:: Dataset entries ::

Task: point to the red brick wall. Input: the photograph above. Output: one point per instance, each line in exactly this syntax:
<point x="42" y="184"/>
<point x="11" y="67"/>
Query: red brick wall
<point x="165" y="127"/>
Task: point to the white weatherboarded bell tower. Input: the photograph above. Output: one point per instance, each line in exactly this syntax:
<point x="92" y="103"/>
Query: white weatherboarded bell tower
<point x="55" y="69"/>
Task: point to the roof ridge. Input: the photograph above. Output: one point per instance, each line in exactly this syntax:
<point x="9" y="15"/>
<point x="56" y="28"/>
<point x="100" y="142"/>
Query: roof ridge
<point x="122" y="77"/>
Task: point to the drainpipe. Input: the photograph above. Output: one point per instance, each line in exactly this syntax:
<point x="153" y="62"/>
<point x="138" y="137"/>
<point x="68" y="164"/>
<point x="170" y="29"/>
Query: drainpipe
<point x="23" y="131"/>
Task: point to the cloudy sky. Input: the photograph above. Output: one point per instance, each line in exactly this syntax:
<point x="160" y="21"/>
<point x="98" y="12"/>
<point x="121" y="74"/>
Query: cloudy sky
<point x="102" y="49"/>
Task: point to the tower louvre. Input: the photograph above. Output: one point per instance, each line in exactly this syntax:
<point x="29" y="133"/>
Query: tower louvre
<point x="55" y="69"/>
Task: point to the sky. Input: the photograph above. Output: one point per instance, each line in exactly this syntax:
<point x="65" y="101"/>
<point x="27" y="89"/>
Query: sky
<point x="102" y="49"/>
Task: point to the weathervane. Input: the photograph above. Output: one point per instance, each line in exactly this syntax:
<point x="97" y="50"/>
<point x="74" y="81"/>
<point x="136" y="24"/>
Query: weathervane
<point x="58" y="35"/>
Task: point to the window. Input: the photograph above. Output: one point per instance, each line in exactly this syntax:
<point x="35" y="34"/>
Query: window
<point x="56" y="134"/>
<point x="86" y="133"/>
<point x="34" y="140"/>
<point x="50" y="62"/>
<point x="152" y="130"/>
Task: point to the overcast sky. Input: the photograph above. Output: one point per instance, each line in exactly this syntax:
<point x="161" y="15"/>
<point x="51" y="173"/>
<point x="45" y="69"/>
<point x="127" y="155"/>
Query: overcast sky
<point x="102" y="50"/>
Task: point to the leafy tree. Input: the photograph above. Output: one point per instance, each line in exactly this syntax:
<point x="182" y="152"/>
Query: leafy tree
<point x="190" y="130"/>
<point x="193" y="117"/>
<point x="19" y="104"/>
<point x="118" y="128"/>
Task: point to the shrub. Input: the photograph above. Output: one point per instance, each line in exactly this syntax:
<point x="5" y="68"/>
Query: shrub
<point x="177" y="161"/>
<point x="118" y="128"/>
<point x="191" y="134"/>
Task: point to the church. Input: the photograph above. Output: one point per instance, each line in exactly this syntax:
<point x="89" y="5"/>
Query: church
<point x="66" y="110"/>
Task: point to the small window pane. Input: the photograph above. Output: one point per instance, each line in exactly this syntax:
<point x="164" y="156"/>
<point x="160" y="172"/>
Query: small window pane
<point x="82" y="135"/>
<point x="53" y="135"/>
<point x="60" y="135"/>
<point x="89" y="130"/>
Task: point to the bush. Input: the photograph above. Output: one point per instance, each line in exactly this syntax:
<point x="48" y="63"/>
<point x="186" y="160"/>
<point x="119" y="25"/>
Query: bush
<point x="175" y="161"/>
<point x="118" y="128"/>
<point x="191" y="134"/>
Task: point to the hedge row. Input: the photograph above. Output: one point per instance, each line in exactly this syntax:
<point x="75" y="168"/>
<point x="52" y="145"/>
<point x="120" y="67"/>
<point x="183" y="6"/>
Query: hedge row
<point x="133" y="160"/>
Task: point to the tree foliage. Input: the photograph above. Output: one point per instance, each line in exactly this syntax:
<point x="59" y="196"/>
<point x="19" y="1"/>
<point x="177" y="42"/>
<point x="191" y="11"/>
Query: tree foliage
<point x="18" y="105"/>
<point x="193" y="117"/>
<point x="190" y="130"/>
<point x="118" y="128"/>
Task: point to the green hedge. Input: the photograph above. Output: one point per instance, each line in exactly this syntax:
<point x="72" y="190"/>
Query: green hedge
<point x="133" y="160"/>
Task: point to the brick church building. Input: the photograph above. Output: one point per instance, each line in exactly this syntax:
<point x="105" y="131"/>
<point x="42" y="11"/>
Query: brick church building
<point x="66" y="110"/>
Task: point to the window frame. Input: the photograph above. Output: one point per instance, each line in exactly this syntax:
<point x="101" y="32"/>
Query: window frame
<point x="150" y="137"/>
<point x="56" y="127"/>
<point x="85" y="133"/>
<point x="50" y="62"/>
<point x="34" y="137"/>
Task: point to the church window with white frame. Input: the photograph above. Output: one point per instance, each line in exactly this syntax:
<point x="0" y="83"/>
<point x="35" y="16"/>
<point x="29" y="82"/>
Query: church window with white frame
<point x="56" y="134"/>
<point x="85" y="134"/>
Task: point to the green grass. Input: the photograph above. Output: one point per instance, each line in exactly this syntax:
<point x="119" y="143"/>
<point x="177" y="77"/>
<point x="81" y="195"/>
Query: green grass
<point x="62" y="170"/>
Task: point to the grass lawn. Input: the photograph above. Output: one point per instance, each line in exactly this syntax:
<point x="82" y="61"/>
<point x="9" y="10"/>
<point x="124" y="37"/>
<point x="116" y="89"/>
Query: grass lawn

:: What the task asks ::
Please rewrite all of the material above with "Query" renamed to "Label" and nothing else changed.

:: In response ::
Task: point to the red brick wall. Input: the photograph above. Output: one point per instance, each line in exactly this syntax:
<point x="42" y="184"/>
<point x="11" y="67"/>
Label: red brick wall
<point x="165" y="127"/>
Task: point to the white weatherboarded bell tower. Input: the photograph above. Output: one point per instance, each line in exactly this syntax:
<point x="92" y="103"/>
Label: white weatherboarded bell tower
<point x="55" y="69"/>
Task: point to the roof ridge. Input: the photograph above. Output: one point per instance, each line in exactly this syntax:
<point x="9" y="15"/>
<point x="56" y="28"/>
<point x="100" y="142"/>
Label: roof ridge
<point x="122" y="77"/>
Task: point to the drainpipe. Input: the photograph above. Output: one point per instance, each line in exactly this syntax:
<point x="153" y="62"/>
<point x="138" y="137"/>
<point x="68" y="164"/>
<point x="170" y="29"/>
Label: drainpipe
<point x="23" y="131"/>
Task: point to the cloudy sky. Input: the photograph above. Output: one point per instance, each line in exactly this syntax:
<point x="160" y="21"/>
<point x="98" y="12"/>
<point x="121" y="74"/>
Label: cloudy sky
<point x="102" y="49"/>
Task: point to the tower louvre. Input: the photograph above. Output: one point per instance, each line in exactly this syntax:
<point x="29" y="133"/>
Label: tower louvre
<point x="55" y="69"/>
Task: point to the sky. Input: the photograph above. Output: one point per instance, each line in exactly this syntax:
<point x="65" y="101"/>
<point x="27" y="89"/>
Label: sky
<point x="102" y="49"/>
Task: point to the weathervane. Input: the photograph above. Output: one point per instance, each line in exactly this syntax:
<point x="97" y="50"/>
<point x="74" y="81"/>
<point x="136" y="24"/>
Label: weathervane
<point x="58" y="35"/>
Task: point to the window. Input: the photograph above. Output: one point per instance, each line in exactly this syntax:
<point x="35" y="34"/>
Label: window
<point x="56" y="134"/>
<point x="86" y="133"/>
<point x="34" y="140"/>
<point x="50" y="62"/>
<point x="152" y="130"/>
Task: point to the overcast sky. Input: the photograph above. Output: one point per instance, each line in exactly this syntax:
<point x="161" y="15"/>
<point x="51" y="173"/>
<point x="45" y="69"/>
<point x="127" y="155"/>
Label: overcast sky
<point x="102" y="50"/>
Task: point to the leafy tree. Input: the photograph above. Output: one point per instance, each line in exactly this syntax:
<point x="182" y="152"/>
Label: leafy tree
<point x="190" y="130"/>
<point x="193" y="117"/>
<point x="19" y="104"/>
<point x="118" y="128"/>
Task: point to the shrub. Input: the photograph above. Output: one point per instance, each line in exactly this syntax:
<point x="5" y="68"/>
Label: shrub
<point x="177" y="161"/>
<point x="118" y="128"/>
<point x="191" y="134"/>
Task: point to the church. Input: the photograph above. Output: one point per instance, each line in exactly this syntax:
<point x="89" y="5"/>
Label: church
<point x="66" y="110"/>
Task: point to the small window pane. Input: the photograph above. Output: one point per instance, each line in exactly this syntax:
<point x="164" y="156"/>
<point x="160" y="172"/>
Label: small window pane
<point x="82" y="135"/>
<point x="53" y="135"/>
<point x="60" y="135"/>
<point x="89" y="130"/>
Task: point to the bush. Input: the photograph above. Output: one point per instance, each line in exactly this syntax:
<point x="48" y="63"/>
<point x="186" y="160"/>
<point x="119" y="25"/>
Label: bush
<point x="175" y="161"/>
<point x="118" y="128"/>
<point x="191" y="134"/>
Task: point to the hedge row. Input: the photograph above. Output: one point per instance, each line in exactly this syntax:
<point x="75" y="168"/>
<point x="52" y="145"/>
<point x="120" y="67"/>
<point x="183" y="6"/>
Label: hedge row
<point x="133" y="160"/>
Task: point to the tree foliage. Input: the photograph above. Output: one point per instance, each line in exactly this syntax:
<point x="59" y="196"/>
<point x="19" y="1"/>
<point x="177" y="42"/>
<point x="191" y="11"/>
Label: tree foliage
<point x="18" y="105"/>
<point x="193" y="117"/>
<point x="190" y="130"/>
<point x="118" y="128"/>
Task: point to the green hedge. Input: the photograph above. Output: one point per instance, each line in exactly this syntax:
<point x="72" y="190"/>
Label: green hedge
<point x="133" y="160"/>
Task: point to the brick church building. Input: the photograph above. Output: one point per instance, each line in exactly this syntax:
<point x="105" y="131"/>
<point x="42" y="11"/>
Label: brick church building
<point x="66" y="110"/>
Task: point to the window frame. Input: the photograph above. Output: one point per instance, each line in exactly this syntax:
<point x="101" y="32"/>
Label: window frame
<point x="150" y="137"/>
<point x="56" y="127"/>
<point x="85" y="133"/>
<point x="50" y="62"/>
<point x="34" y="137"/>
Task: point to the church window with white frame. Input: the photograph above. Output: one point per instance, each line in exactly this syntax:
<point x="0" y="83"/>
<point x="35" y="16"/>
<point x="29" y="82"/>
Label: church window with white frame
<point x="56" y="134"/>
<point x="85" y="134"/>
Task: point to the green grass. Input: the photograph above. Output: one point per instance, each line in exactly this syntax:
<point x="119" y="143"/>
<point x="177" y="77"/>
<point x="81" y="195"/>
Label: green grass
<point x="62" y="170"/>
Task: point to the grass lawn. Input: the photograph above. Output: one point per instance, each line in exactly this syntax:
<point x="82" y="61"/>
<point x="9" y="10"/>
<point x="124" y="37"/>
<point x="116" y="89"/>
Label: grass lawn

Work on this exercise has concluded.